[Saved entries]
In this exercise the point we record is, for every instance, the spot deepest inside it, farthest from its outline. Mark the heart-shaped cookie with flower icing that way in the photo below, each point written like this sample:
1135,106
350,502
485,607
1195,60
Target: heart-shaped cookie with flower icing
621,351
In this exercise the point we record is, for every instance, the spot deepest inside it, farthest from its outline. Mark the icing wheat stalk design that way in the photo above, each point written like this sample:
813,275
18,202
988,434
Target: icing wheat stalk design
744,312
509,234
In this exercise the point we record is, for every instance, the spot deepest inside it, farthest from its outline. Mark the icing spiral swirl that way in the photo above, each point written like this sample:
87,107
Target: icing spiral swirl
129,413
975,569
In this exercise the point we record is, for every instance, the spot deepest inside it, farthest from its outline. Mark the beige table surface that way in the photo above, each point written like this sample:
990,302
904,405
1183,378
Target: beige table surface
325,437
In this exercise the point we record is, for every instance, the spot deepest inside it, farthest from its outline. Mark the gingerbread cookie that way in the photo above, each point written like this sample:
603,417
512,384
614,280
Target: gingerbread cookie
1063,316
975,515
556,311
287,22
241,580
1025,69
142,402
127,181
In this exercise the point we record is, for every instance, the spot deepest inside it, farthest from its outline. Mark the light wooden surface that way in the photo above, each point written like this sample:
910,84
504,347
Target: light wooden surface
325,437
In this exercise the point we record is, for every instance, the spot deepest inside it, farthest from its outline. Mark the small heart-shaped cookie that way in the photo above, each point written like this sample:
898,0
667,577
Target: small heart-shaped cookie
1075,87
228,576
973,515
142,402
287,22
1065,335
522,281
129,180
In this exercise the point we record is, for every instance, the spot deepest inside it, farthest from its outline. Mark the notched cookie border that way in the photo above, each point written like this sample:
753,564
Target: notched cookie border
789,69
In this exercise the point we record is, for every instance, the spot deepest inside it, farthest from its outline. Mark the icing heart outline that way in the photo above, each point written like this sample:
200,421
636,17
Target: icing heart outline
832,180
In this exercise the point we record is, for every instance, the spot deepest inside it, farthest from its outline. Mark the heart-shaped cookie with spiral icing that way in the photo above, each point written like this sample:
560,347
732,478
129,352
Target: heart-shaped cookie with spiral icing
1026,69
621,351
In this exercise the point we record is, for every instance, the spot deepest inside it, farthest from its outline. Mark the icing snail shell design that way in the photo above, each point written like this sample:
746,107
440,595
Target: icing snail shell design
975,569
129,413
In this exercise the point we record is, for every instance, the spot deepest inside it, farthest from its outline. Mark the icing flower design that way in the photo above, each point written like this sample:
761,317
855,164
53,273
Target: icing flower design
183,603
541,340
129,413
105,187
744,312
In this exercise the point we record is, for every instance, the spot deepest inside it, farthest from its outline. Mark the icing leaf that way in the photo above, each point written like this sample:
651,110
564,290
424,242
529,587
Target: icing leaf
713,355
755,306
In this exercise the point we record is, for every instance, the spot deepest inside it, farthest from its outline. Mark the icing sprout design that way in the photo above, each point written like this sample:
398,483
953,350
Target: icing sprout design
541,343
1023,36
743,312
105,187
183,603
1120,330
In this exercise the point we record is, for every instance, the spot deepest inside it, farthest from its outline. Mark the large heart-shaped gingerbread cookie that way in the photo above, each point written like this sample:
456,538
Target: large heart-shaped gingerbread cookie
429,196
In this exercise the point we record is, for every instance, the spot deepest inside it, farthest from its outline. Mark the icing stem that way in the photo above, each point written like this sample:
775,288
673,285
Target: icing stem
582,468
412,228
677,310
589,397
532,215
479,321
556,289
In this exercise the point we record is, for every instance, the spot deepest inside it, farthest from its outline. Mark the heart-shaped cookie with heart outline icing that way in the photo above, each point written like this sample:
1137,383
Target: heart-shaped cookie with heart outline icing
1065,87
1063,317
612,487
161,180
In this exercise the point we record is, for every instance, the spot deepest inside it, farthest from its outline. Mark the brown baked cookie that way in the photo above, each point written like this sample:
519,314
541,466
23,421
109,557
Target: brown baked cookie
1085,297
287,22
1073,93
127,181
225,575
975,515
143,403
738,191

**Problem:**
After reading the records above, transcribe them verbatim.

**Exercise solution:**
In this exercise the point we record is, for every instance, the spot deepest inside it, farthest from its outline. Mark the heart-shaped cookie with flower icing that way in the photo below, each point written like this sample:
1135,106
350,502
485,607
1195,60
Target: heart-shaped cookie with flower icing
621,351
In this exercise the point we record is, for every instance, the spot deepest inside it, farthest from its outline. Mark the icing wheat stalk design that way in the photo above, each point written like this sample:
813,275
18,202
988,434
Target: icing wheat stalk design
744,312
509,234
In this exercise the point we record is, for every instance, the spot deepest inside it, farthest from its outline. Mark the icing spiral swirl that way in the photo above, each point written like this sample:
87,107
Target: icing spiral swirl
129,413
975,569
In this exercise the point we record is, for every instance, the spot deepest inside it, farthest from its outline. Mark the beige table surface that way in the photo above, each point written like this sample:
990,302
904,405
1183,378
Target: beige table surface
325,437
In this exercise the point we record is, for every instance, the spot deepest inside it, farthest from its outline. Mark the gingerbread cookie that way in the photo above, each point written like this sample:
603,417
512,384
614,280
Target: gingerbread cookie
1063,316
975,515
556,311
287,22
241,580
1025,69
142,402
127,181
In this exercise the point we record is, for every instance, the spot deepest inside it, farthest from its outline. Mark the light wooden surface that way in the photo above, each point written like this sample:
910,84
504,347
Target: light wooden surface
325,437
In this exercise the point we record is, for every instance, the spot deepest inside it, farthest from its outline. Mark the small heart-shaped cookie that way in the photo above, each point written like this sample:
898,0
667,577
Target: small heart-shaped cookie
1075,87
228,576
973,515
142,402
287,22
1065,335
522,281
129,180
In this exercise the point we record is, for every instance, the spot deepest inside it, farthest from its outline. Mark the notched cookie border that way in the photo above, each point written like this sample:
753,564
Target: notched cookie border
789,69
In this exercise the point we record is, for every instance, the spot deepest inside it, farthest from its outline. Mark the icing heart outline that way in the photo above, each point written like this sample:
200,421
636,17
Target: icing heart outline
832,180
In this exercise the point we record is, for every instance, the spot deepest inside it, farthest from its outline. Mark the heart-shaped cookie with spiral icing that way in the photo above, each point written like this sample:
560,347
732,478
129,352
Target: heart-shaped cookie with spiral icing
1026,69
621,351
In this exercise the point we record is, for every instance, the spot deepest inside it, farthest from its outline. Mark the icing snail shell design that way in the photo above, each point written like this sample:
746,107
440,595
Target: icing snail shell design
975,569
129,413
In this exercise the point we record is, for every instance, the spot deepest inside it, farthest from its outline. Mark the icing flower design that way in the photo above, each point written like this sample:
761,317
855,164
53,273
Target: icing flower design
183,603
541,340
129,413
105,187
744,312
In this exercise the point we record is, for every instance, the spot deepest inside it, farthest from its outline. Mark the icing leaf that way in the photo above, each point written like this sample:
651,110
564,290
424,242
529,587
Target: icing leaf
713,355
755,306
In this exercise the point we record is, for every instance, the spot deepest inside it, farthest from its outline. Mark the icing sprout design that way in the photo above, each point written like this sample:
398,483
953,350
Target: icing sprout design
541,343
1023,36
743,312
105,187
183,603
1120,330
In this exercise the point we record is, for every instance, the spot deepest inside it, farthest from its outline. Mark the large heart-shaped gingerbread cookie that way in the photo above, each point written like this sample:
456,538
Target: large heart-shaped gingerbread cookie
429,196
In this exercise the point we record is, for every instance, the spot deepest inside it, farthest from its outline. Mark the icing stem that way in the photo above, each point written like this sample:
775,288
673,285
Target: icing stem
582,468
412,228
677,310
589,397
532,215
479,321
556,289
In this exercise the point we record is, for every instance, the spot deepest inside it, farthest from its outline. Mark the heart-shaped cookie with heart outline icing that way in the photo above, each point written like this sample:
1137,383
Target: heart-shaped cookie with heart outline icing
1065,87
1063,317
612,487
161,180
In this exercise the point we record is, for every instance, the spot deepest inside it, farthest from its outline. Mark the brown baked cookie that way in the photo above, each point written like this sample:
519,314
541,466
23,421
109,557
Target: brown baked cookie
1085,297
287,22
1073,93
127,181
225,575
975,515
143,403
738,191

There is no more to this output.